§ Sayfa
Sanatçı eserlerinde, tarih ve kültür geleneklerine anlamlı göndermelerde bulunurken, basit ve sıradan bir antikite yorumu olmanın ötesine geçerek, tarih ya da tarihselliğe günümüz perspektifinden bakan bir sanatçı kimliği geliştirmek istemektedir (Özsezgin, 2000: 3). Anadolu kilim ve motiflerinin soyutlanarak, tuvallerin herhangi bir noktasında yerini alması; yine Anadolu medeniyetlerinin kültür birikimiyle ürettikleri kabartmalardan yola çıkarak tuvallerde lirik- geometrik anlayışla parçalamalara gidilmiş, bu parçalamalardaki figüratif öğeler ve yazıtlar ön plana çıkartılmış ve renklerdeki uyum kompozisyonlarındaki başarılı kurgulamalarda vurgulanmıştır (Özener, 2004: 117). İlk bakışta gravür teknolojisini veren yüzey dokularına daha yakından bakıldığında, bunun baskı yanılgısına yol açan farklı bir uygula olduğu görülecektir (Özsezgin, 2000: 3).

Sanatçının, 1984’te 45. Devlet Resim ve Heykel Sergisi Başarı Ödülü, 1985’te 3. Viking Baskı Resim Sergisi Mansiyon Ödülü, 1986’da 20. DYO Resim Sergisi Ödülü, 1987’de 4. Yunus Emre Sergisi Ödülü, 1989’da Çeşitli Yönleriyle Ankara Resim Sergisi Ödülü, 1991’de Yunus Emre Sevgi Yılı Resim Sergisi, 1. Ana Sigorta Resim Sergisi, Ahiervan Resim Sergisi, 25. DYO Resim Sergisi Ödülü, 1992’de Adana Çimento Sanayi Resim Sergisi ve Ahievran Resim Sergisi Birincilik Ödülü, 1993’de Adana Çimento Sanayi Resim Sergisi Mansiyon Ödülü, 1994’de 55. Devlet Resim ve Heykel Sergisi Mansiyon Ödülü ve 1995’te A. Ü. Kuruluşunun 10. Yılı Resim Sergisi Ödülü bulunmaktadır. 1999 yılında Gazi Üniversitesi Gazi Eğitim Fakültesi’nden emekli olan sanatçı, Ankara’daki atölyesinde çalışmalarını sürdürmektedir.

Mehmet Ali Doğan (1970-…)

§ Görev Listesi
a) Metinde geçen şu cümleyi İngilizceye çevirin: "1999 yılında Gazi Üniversitesi Gazi Eğitim Fakültesi’nden emekli olan sanatçı, Ankara’daki atölyesinde çalışmalarını sürdürmektedir."
b) Metne göre sanatçı 1985 yılında hangi ödülü almıştır?
c) Metinden bir bölümü hiçbir değişiklik yapmadan yazın: "Sanatçının, 1984’te 45." sözcüklerinin geçtiği yerden başlayın, "Ali Doğan (1970-…)" sözcüklerinden sonra bitirin.

§ Derlenen Malzeme
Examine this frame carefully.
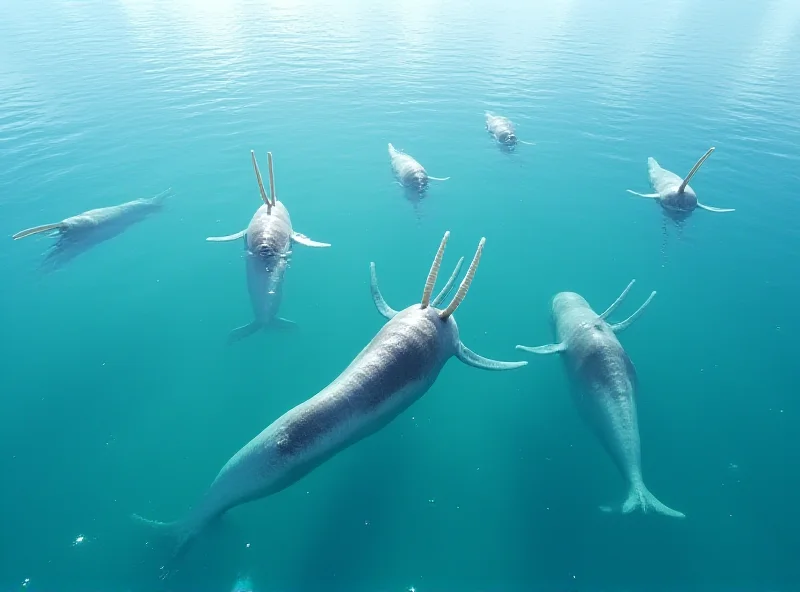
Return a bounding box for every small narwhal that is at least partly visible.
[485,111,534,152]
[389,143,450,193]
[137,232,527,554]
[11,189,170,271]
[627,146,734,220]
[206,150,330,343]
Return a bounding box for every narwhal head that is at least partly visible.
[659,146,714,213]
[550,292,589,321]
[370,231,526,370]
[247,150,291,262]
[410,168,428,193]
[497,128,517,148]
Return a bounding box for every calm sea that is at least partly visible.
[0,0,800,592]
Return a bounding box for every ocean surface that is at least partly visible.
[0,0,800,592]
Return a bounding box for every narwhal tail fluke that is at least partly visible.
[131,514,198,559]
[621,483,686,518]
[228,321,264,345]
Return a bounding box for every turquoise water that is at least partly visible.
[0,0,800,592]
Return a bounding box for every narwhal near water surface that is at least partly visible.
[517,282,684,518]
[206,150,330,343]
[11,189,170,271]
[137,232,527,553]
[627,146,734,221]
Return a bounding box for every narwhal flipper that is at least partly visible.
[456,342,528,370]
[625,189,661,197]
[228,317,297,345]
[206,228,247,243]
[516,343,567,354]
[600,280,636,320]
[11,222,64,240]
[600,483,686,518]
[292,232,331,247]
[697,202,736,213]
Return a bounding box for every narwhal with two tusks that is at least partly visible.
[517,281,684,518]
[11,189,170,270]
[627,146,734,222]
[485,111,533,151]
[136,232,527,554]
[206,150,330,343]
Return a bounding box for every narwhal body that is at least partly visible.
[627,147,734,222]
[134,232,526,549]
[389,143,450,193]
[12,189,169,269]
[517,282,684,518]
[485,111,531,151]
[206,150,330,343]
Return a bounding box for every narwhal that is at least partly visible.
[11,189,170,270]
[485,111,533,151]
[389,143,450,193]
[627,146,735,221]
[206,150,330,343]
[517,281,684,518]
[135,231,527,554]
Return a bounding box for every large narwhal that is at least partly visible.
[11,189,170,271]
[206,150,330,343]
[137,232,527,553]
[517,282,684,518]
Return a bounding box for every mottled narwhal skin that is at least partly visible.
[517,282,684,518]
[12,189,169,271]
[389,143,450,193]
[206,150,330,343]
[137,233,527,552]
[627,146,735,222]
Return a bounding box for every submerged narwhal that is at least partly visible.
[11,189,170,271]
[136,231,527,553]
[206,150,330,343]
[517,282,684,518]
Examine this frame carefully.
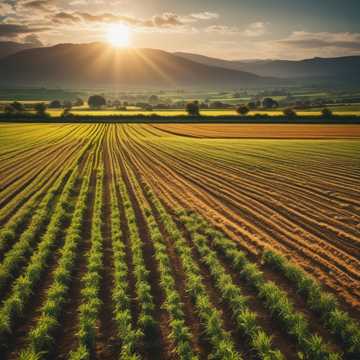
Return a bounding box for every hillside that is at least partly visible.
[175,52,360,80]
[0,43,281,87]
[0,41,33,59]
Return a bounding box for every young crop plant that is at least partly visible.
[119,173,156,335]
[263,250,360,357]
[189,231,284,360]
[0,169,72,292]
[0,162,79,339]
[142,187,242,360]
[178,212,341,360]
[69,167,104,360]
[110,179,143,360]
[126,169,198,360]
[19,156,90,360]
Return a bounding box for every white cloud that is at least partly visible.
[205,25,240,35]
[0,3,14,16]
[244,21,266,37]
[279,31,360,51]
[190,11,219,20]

§ Görev Sonuçları
a) The artist, who retired from the Gazi Faculty of Education at Gazi University in 1999, continues to work in their own studio in Ankara.

b) 3. Viking Baskı Resim Sergisi Mansiyon Ödülü.

c)
Sanatçının, 1984’te 45. Devlet Resim ve Heykel Sergisi Başarı Ödülü, 1985’te 3. Viking Baskı Resim Sergisi Mansiyon Ödülü, 1986’da 20. DYO Resim Sergisi Ödülü, 1987’de 4. Yunus Emre Sergisi Ödülü, 1989’da Çeşitli Yönleriyle Ankara Resim Sergisi Ödülü, 1991’de Yunus Emre Sevgi Yılı Resim Sergisi, 1. Ana Sigorta Resim Sergisi, Ahiervan Resim Sergisi, 25. DYO Resim Sergisi Ödülü, 1992’de Adana Çimento Sanayi Resim Sergisi ve Ahievran Resim Sergisi Birincilik Ödülü, 1993’de Adana Çimento Sanayi Resim Sergisi Mansiyon Ödülü, 1994’de 55. Devlet Resim ve Heykel Sergisi Mansiyon Ödülü ve 1995’te A. Ü. Kuruluşunun 10. Yılı Resim Sergisi Ödülü bulunmaktadır. 1999 yılında Gazi Üniversitesi Gazi Eğitim Fakültesi’nden emekli olan sanatçı, Ankara’daki atölyesinde çalışmalarını sürdürmektedir.

Mehmet Ali Doğan (1970-…)